What you will do:
A - Return everything in the OmniGraph cloud architecture excerpt from "Deliberately not done." down to "the binding constraint.", copied word for word.
B - Supply the next part of the OmniGraph cloud architecture excerpt, picking up right after its final sentence.

Page excerpt:
Control plane. Thinnest viable: provisioning (open-or-create a repo — largely doable by the data plane itself on first request), a tenant directory, billing counters, and the RFC 0001 identity issuer. All soft state (P2).

Auth (RFC 0001). mode = static remains the default for M2M / CI; mode = oidc available, validated offline. The control plane runs the issuer (its own, or wrapping WorkOS for human SSO). hybrid lets both coexist.

Branching as product surface. OmniGraph already has Git-style graph branches with lazy fork — the same zero-copy, metadata-pointer design Neon sells. Stage 1 exposes this directly: instant per-PR / dev / staging branches at near-zero storage cost. No new engine work — a product packaging of an existing capability.

Deliberately not done. No autoscaling of writes, no worker tier, no reconciler, no BYOC. Accepted limitation: per-region write throughput is bounded by one writer; a writer restart briefly pauses writes for that region.

Exit criteria → Stage 2. Single-writer throughput, write-pause blast radius, or maintenance load (inline index builds / compaction) becomes the binding constraint.

Stage 2 — Elastic data plane + worker tier

Property won: horizontal write scale, and maintenance moved off the request path — which also eliminates the recovery-on-open race.

Architecture.

• Multiple writers with consistent-hash routing by repo URI. A repo's writes land on one node, so CAS contention is bounded and the Lance page cache / warm Omnigraph handle stay local.
• Per-repo write coalescer — concurrent mutate_as/load commits to one repo batch into one manifest publish (the turbopuffer WAL-batching lesson: beat contention with batching, not locks).
• Three-tier cache made explicit: object storage → NVMe SSD → in-process (Lance page cache + warm handle), with routing affinity keeping a repo warm.
• Worker tier — background workers own index building (the deny-list reconciler mandate), compaction (optimize), cleanup, and recovery. Recovery moves from "every open runs the sweep" to "one leased worker per repo owns recovery." This is the long-deferred background reconciler; cloud is its forcing function.
• Per-tenant resource bounds — close the invariants.md resource-bounds gap: enforced per-query memory/time budgets, plus WorkloadController admission control, so multi-tenant compute has no noisy-neighbor failure.
• Scale-to-zero for cold tenants — evict idle handles, re-warm on first request, bill by the second (the Neon model).

Control plane. Gains orchestration: routing-hint distribution, compaction scheduling, recovery-lease coordination. Still soft state (P2), still off-path.

Auth. No change to the validation path. The control plane's config-bundle sync (RFC 0001 ControlPlaneSync) may now feed a SCIM-sourced actor allowlist.

Optional consistency knob. With warm caches, a per-query stale-ok read becomes viable (turbopuffer's sub-10ms eventual mode). Invariant 6 permits it only as explicit, read-only, non-default — exposed as opt-in, never the default.

Data section:
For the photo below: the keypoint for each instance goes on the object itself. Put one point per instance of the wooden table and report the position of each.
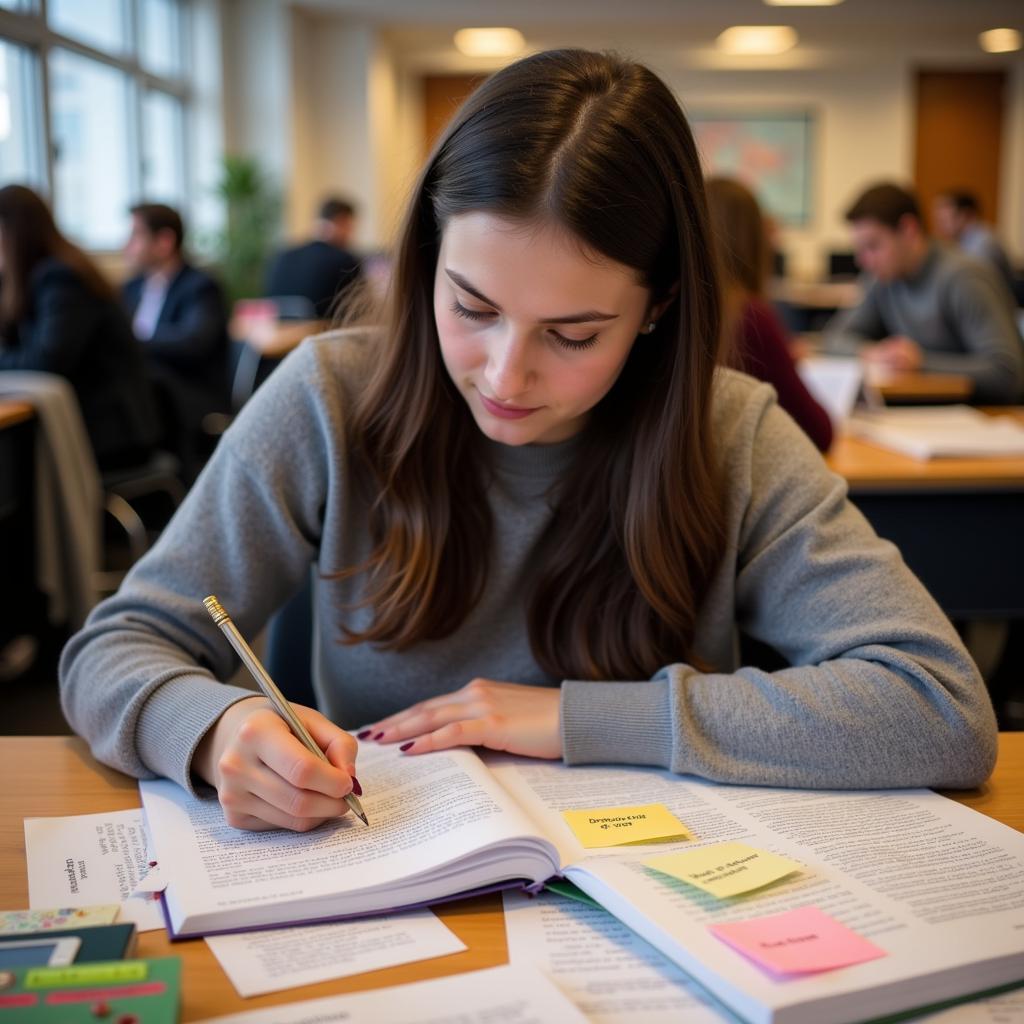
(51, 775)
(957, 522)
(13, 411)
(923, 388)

* * *

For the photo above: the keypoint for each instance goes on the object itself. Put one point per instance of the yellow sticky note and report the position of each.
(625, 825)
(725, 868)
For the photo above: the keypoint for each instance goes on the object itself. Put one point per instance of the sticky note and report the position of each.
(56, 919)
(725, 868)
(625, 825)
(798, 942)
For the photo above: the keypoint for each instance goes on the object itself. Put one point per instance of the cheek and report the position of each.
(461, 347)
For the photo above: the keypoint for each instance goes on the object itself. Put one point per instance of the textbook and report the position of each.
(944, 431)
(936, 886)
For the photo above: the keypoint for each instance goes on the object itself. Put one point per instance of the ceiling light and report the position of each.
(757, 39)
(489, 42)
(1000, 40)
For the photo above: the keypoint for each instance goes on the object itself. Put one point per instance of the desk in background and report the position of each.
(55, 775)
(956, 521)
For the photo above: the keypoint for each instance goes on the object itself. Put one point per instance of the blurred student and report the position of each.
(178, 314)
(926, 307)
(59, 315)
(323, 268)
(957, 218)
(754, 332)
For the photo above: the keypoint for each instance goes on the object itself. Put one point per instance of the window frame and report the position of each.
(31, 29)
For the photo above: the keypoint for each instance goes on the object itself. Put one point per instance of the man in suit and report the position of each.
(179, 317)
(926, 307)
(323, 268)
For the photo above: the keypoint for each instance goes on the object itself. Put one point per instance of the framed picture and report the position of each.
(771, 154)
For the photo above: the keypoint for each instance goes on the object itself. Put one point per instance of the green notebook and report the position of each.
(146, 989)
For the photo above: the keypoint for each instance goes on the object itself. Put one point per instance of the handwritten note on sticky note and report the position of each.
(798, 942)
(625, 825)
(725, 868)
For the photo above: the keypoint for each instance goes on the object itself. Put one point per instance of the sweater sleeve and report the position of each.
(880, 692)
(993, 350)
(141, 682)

Answer set:
A -
Deliberately not done. No autoscaling of writes, no worker tier, no reconciler, no BYOC. Accepted limitation: per-region write throughput is bounded by one writer; a writer restart briefly pauses writes for that region.

Exit criteria → Stage 2. Single-writer throughput, write-pause blast radius, or maintenance load (inline index builds / compaction) becomes the binding constraint.

B -
Deliberately not done. Data still resides in vendor-managed object storage.

Exit criteria → Stage 3. A customer requires data sovereignty (data may not leave their account) or air-gapped operation.

Stage 3 — BYOC / VPC / air-gapped

Property won: data sovereignty — the customer's graph data never leaves their cloud account.

Architecture. The WarpStream BYOC split. The data plane (read replicas, writers, worker tier — the Stage 1 or Stage 2 shape) and the customer's object store run inside the customer's VPC. The vendor cloud keeps only the soft-state orchestrator and the identity issuer. No customer graph data crosses the boundary; no cross-account IAM into the customer's bucket. Air-gapped is the same packaging with the control plane absent and config supplied as static files.

Auth. This is where RFC 0001's P4 pays off fully: the in-VPC data plane validates tokens offline against cached JWKS. The vendor identity issuer is the only cloud touchpoint and it is off the request path. Air-gapped: point at the customer's own IdP, or mode = static, with JWKS/policy pre-seeded.

Why this is mostly packaging. Because P2/P3/P4 were honored from Stage 1 — control plane thin and off-path, one config-driven binary, auth validated offline — Stage 3 is boundary hardening and deployment templates (Helm / Terraform), not an architectural change.

Why three stages (first-principles)

• Not one stage. The managed offering must not wait on the reconciler — a large build. Stage 1's single-writer design wins a real, sellable, managed product with bounded complexity, and the load it collects is the evidence that justifies Stage 2 (reversible-change discipline: ship, measure, then invest).
• Not collapsing 2 and 3. Scale (Stage 2) and sovereignty (Stage 3) are independent axes — a customer may demand BYOC before single-region scale runs out, or the reverse. They share only the thin-control-plane prerequisite, which is foundational (P2) anyway. Stage 3 can therefore ship on the Stage 1 data-plane shape; the 1→2→3 numbering is the expected-demand order, not a hard dependency. If enterprise/sovereignty demand arrives first, do 1→3→2.
• Not more than three. The natural seams are exactly managed+auth, elastic+maintenance, sovereignty. Finer splits would be invented complexity, not earned.

Open decisions

1. Tenancy isolation model — bucket-per-tenant vs prefix-per-tenant vs account-per-tenant. Strongest lever and effectively irreversible; the control plane should vend short-lived per-tenant scoped credentials regardless. Decide before Stage 1.
2. Recovery ownership — Stage 1 leans on the single writer; Stage 2 needs a per-repo recovery lease. Confirm the lease mechanism (object-store-based lease vs control-plane-issued).
3. Commit-latency model (P1) — ratify object-storage-only commit, or identify a concrete low-latency write requirement that would justify a fast durable tier.
4. RFC 0001 carry-overs — degraded-mode JWKS grace window, revocation strategy, whether VPC customers can override cloud-pushed Cedar policy.
5. Stale-read knob — ship the optional eventual-consistency read in Stage 2, or defer.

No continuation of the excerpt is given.